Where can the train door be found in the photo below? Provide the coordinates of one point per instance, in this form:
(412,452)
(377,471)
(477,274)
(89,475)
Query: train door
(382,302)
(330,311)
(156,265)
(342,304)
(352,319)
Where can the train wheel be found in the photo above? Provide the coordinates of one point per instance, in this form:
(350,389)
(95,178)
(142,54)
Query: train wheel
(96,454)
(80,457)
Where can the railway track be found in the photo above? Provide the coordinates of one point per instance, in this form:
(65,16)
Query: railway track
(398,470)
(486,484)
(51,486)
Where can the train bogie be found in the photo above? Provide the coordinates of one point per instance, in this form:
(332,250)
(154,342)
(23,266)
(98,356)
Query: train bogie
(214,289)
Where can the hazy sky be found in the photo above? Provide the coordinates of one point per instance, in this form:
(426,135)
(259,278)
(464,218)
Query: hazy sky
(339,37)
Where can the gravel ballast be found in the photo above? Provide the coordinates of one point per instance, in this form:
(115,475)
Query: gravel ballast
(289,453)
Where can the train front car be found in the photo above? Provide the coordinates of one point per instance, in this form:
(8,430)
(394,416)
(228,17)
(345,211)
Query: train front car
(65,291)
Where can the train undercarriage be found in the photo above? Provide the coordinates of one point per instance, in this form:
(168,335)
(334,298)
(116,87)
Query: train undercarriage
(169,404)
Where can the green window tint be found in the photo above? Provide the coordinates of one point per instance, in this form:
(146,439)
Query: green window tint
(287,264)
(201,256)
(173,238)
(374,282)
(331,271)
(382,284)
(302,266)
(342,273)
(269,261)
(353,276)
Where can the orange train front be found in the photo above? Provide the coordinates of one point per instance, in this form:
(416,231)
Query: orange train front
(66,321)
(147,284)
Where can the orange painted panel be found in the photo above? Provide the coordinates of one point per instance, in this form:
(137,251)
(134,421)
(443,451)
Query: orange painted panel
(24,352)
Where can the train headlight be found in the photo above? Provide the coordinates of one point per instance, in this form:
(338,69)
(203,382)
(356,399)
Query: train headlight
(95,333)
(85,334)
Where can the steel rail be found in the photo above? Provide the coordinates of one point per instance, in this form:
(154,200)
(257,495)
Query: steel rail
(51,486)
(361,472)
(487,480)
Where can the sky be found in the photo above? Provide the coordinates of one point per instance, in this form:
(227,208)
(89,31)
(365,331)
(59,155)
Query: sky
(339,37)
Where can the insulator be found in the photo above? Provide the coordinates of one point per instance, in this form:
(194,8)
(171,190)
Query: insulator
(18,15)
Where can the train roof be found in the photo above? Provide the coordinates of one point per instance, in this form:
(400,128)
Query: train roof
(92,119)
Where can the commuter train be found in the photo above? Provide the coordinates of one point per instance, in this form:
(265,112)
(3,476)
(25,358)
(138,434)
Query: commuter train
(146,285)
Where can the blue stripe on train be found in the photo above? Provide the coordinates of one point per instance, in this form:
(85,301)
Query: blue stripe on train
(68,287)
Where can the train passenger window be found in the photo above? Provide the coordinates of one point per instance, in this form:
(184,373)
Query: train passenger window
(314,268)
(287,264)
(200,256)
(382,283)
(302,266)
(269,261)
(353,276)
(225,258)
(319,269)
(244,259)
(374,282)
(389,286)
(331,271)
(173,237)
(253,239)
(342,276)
·····
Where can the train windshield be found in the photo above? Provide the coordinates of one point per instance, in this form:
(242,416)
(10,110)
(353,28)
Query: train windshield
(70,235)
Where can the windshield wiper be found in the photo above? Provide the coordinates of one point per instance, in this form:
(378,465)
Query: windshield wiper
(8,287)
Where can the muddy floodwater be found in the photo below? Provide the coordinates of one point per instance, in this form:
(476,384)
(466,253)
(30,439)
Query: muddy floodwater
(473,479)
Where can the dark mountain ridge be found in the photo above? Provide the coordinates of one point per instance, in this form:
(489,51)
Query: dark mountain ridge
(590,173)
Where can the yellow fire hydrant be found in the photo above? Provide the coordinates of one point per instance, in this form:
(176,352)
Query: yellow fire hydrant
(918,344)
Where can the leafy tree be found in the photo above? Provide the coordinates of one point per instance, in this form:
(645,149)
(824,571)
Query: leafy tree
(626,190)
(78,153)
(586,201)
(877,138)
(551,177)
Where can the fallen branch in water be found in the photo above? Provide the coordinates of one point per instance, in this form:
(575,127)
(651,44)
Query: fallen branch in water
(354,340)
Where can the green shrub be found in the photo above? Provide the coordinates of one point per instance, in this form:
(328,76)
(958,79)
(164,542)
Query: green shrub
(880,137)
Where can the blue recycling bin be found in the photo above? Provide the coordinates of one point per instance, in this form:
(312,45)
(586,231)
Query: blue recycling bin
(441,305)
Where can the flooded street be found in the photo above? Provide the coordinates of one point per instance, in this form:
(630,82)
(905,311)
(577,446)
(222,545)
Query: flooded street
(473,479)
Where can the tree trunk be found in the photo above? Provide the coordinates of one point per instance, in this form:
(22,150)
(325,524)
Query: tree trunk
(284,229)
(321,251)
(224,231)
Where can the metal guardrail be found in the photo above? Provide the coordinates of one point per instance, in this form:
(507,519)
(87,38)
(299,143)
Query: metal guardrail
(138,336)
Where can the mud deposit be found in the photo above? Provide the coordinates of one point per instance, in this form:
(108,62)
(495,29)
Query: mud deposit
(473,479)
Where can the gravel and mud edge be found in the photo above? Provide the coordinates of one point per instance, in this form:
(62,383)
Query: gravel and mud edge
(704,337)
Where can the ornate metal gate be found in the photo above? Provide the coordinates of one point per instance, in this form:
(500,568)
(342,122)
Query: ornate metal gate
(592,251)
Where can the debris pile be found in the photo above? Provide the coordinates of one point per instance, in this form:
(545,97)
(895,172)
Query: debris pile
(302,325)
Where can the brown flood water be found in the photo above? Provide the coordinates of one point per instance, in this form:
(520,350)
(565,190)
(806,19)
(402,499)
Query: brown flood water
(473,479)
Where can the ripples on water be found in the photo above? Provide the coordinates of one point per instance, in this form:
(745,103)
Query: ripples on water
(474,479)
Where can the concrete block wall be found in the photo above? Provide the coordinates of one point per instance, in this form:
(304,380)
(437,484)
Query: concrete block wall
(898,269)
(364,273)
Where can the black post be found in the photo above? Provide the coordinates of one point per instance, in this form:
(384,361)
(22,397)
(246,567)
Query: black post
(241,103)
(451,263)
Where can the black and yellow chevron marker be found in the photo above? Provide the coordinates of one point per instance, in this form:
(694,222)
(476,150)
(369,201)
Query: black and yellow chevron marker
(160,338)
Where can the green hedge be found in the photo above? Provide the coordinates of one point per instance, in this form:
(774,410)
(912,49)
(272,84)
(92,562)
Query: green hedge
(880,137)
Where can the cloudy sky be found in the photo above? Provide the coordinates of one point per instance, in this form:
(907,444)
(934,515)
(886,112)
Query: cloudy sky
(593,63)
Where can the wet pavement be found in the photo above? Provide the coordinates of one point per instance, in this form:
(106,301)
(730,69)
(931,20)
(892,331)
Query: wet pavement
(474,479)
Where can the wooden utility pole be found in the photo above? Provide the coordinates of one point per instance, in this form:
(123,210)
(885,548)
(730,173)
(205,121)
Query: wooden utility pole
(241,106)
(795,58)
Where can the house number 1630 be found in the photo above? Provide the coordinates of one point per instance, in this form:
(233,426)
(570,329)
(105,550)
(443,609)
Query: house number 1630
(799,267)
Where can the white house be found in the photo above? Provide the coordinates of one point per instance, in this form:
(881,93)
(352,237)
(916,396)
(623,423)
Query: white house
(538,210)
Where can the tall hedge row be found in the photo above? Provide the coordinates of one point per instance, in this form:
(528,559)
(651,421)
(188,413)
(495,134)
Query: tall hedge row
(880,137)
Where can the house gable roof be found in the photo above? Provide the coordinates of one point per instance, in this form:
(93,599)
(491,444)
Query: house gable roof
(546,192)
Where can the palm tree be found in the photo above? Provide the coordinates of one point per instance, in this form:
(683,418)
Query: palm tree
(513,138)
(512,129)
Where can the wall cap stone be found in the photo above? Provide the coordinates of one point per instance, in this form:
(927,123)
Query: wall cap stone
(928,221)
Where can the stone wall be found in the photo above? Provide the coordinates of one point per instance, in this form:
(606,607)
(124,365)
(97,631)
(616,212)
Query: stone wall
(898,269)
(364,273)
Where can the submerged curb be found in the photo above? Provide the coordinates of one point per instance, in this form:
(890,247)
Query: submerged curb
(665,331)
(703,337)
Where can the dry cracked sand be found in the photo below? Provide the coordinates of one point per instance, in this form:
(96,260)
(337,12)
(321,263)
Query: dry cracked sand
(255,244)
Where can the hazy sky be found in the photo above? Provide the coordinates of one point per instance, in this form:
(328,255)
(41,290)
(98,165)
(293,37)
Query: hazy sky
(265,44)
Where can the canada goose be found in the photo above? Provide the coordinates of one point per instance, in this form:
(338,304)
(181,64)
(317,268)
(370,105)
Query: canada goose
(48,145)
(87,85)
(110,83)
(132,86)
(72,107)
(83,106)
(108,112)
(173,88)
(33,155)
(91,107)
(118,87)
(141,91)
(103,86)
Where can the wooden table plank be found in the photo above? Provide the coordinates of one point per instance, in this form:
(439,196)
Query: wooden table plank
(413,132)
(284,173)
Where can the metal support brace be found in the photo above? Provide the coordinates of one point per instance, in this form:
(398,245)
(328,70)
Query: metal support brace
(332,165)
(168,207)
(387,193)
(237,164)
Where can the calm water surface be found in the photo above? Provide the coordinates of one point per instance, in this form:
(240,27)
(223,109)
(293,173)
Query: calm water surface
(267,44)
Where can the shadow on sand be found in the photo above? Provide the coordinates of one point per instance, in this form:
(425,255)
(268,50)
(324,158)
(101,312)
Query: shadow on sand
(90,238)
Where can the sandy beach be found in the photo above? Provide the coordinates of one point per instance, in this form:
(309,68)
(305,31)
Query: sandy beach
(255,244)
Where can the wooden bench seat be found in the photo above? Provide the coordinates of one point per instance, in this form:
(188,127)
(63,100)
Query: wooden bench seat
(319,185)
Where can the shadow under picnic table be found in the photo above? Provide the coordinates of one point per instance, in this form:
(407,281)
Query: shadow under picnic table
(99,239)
·····
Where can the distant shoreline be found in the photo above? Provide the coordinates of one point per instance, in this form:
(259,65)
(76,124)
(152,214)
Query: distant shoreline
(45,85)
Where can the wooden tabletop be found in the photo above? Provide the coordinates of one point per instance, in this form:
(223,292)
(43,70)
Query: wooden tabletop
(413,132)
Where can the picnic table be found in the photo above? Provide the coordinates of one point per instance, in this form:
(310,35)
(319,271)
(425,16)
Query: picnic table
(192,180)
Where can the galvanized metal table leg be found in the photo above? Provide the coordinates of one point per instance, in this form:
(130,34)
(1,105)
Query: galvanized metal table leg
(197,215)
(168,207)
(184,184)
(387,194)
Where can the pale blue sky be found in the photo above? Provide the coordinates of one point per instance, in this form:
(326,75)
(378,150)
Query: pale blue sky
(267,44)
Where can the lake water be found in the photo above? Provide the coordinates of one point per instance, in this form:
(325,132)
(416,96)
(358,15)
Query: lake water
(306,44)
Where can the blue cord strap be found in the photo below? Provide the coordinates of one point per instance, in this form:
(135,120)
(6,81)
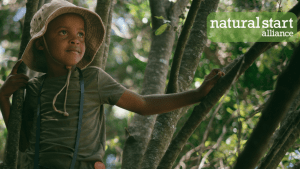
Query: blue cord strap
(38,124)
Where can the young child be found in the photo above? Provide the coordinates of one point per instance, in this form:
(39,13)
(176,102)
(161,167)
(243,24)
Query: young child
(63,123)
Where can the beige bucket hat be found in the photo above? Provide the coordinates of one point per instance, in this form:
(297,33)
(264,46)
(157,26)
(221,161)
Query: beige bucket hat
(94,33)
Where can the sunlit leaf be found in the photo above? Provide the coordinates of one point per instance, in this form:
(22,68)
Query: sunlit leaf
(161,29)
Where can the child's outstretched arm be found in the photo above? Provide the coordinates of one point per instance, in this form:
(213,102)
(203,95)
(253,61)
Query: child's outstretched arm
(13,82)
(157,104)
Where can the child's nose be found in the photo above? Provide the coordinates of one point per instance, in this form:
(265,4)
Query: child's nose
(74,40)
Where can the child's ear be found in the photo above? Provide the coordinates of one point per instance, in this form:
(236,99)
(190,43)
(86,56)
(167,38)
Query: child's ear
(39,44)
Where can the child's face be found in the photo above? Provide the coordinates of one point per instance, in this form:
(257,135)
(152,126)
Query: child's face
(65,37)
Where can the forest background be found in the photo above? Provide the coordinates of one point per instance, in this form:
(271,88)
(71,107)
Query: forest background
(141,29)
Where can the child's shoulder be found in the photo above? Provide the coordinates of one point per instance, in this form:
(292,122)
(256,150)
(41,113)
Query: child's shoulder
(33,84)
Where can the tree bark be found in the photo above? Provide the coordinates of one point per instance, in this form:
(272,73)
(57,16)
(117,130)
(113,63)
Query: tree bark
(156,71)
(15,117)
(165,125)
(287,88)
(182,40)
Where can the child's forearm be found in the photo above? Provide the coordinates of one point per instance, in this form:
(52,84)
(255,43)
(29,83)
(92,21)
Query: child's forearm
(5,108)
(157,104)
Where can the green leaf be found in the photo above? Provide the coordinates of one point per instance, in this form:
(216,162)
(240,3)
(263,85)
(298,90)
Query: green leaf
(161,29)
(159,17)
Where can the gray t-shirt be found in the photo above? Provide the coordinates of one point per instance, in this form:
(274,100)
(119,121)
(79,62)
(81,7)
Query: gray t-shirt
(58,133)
·····
§ Objective
Select every line in the entries above that contains the string "painted", and copy each one. Treat uppercase and lowercase letters as distinct.

§ Written response
Where can the orange painted panel be found in the photo above? Provide the coordinates of one point per instance, in this form:
Query: orange painted panel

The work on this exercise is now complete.